#### [Object pointing dataset rows]

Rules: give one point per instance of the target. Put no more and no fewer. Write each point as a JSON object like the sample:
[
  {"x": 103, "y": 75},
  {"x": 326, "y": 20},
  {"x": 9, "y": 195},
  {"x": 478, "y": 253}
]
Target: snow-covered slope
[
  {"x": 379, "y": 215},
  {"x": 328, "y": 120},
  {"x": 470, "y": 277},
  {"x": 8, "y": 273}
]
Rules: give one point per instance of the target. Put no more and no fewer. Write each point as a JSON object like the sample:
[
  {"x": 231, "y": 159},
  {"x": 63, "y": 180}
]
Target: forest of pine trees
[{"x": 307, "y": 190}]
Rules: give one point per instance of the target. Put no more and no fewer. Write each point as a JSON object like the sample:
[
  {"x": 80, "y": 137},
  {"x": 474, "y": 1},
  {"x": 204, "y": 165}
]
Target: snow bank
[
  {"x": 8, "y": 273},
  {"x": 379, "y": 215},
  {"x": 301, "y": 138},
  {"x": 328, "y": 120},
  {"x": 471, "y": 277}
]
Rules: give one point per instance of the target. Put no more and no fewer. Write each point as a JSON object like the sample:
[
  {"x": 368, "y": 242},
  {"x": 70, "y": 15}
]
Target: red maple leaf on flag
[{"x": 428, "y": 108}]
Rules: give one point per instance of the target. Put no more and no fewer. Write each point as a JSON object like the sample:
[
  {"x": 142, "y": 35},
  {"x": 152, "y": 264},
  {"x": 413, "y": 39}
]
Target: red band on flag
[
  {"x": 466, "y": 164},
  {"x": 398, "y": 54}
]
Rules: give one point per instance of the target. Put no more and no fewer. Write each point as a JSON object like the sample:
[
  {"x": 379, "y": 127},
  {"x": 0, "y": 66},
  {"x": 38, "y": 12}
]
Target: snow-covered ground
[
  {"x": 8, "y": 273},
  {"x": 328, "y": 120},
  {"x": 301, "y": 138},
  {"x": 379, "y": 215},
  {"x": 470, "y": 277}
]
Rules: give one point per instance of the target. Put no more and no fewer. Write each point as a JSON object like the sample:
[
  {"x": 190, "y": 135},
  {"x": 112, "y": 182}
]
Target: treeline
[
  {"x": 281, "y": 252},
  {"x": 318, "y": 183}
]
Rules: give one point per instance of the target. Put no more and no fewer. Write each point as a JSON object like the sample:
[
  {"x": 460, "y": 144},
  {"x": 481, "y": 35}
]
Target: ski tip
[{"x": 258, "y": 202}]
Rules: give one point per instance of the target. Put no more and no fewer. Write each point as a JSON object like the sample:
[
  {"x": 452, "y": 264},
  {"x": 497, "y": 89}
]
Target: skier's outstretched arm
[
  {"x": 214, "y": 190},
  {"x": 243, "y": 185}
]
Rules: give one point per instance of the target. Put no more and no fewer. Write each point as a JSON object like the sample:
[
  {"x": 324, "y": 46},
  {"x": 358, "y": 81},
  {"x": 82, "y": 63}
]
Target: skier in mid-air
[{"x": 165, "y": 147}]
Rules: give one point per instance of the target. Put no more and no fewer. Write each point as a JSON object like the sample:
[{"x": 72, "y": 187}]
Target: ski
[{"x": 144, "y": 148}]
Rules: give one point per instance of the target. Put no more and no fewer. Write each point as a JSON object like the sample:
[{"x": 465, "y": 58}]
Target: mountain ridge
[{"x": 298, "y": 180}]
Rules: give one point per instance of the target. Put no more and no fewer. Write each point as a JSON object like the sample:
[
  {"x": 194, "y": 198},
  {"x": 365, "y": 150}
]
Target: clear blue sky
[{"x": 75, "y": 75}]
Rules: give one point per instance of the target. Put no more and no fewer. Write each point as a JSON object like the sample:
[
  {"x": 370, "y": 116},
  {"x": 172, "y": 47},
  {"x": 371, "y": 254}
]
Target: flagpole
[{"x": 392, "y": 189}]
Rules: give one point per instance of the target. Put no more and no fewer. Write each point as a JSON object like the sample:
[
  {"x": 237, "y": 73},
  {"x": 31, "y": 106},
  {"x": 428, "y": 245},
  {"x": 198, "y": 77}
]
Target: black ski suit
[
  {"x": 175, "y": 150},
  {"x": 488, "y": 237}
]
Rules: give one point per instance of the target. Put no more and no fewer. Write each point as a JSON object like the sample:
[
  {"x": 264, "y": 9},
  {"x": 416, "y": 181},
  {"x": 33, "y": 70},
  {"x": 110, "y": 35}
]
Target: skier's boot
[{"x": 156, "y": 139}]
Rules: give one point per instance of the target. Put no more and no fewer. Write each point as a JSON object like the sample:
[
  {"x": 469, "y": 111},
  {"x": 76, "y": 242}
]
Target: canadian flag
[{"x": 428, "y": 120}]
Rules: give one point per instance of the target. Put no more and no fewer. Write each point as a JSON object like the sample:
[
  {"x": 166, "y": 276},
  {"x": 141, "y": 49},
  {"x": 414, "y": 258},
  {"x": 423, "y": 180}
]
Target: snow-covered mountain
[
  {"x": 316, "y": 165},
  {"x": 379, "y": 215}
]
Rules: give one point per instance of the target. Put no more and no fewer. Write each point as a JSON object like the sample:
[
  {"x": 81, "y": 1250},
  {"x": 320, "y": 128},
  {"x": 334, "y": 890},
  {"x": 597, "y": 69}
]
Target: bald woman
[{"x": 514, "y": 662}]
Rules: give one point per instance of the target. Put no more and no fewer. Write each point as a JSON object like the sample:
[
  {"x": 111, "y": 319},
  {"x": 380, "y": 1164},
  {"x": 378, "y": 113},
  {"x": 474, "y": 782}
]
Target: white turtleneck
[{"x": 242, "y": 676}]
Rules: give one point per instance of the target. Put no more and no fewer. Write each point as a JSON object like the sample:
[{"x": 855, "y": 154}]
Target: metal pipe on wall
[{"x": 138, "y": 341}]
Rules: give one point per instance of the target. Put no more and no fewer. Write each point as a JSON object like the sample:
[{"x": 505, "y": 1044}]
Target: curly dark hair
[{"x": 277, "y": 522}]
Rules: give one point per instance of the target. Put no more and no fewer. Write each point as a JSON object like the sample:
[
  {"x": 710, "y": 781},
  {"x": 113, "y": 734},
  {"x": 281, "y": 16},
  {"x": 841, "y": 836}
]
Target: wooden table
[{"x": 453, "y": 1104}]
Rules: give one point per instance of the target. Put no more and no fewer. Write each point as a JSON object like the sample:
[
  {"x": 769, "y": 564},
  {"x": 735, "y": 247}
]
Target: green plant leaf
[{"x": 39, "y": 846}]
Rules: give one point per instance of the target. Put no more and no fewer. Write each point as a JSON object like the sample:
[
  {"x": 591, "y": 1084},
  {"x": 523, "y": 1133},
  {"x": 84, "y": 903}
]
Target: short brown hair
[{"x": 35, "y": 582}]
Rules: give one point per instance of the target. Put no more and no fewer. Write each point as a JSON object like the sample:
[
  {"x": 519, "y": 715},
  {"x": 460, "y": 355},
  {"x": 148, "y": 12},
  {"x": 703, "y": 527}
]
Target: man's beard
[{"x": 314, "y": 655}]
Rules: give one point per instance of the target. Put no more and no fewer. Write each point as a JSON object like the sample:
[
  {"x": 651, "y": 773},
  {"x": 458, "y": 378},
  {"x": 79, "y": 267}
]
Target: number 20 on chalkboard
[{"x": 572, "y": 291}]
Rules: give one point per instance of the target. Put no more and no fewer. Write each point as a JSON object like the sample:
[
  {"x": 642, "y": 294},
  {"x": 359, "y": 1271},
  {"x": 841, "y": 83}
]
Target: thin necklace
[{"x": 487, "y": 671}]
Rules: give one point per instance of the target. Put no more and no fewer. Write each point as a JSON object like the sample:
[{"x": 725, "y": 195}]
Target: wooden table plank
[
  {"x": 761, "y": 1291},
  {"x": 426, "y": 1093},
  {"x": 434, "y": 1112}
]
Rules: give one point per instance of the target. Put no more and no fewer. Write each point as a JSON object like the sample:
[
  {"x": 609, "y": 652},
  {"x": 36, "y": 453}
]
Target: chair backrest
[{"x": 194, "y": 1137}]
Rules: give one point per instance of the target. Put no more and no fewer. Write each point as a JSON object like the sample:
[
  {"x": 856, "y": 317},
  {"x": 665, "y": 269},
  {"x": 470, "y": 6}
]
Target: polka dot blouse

#### [PROBLEM DETAILS]
Report every line above that contains the word "wooden", copying each one in full.

#### [OUTPUT FOR THIS TASK]
Target: wooden table
Target: wooden table plank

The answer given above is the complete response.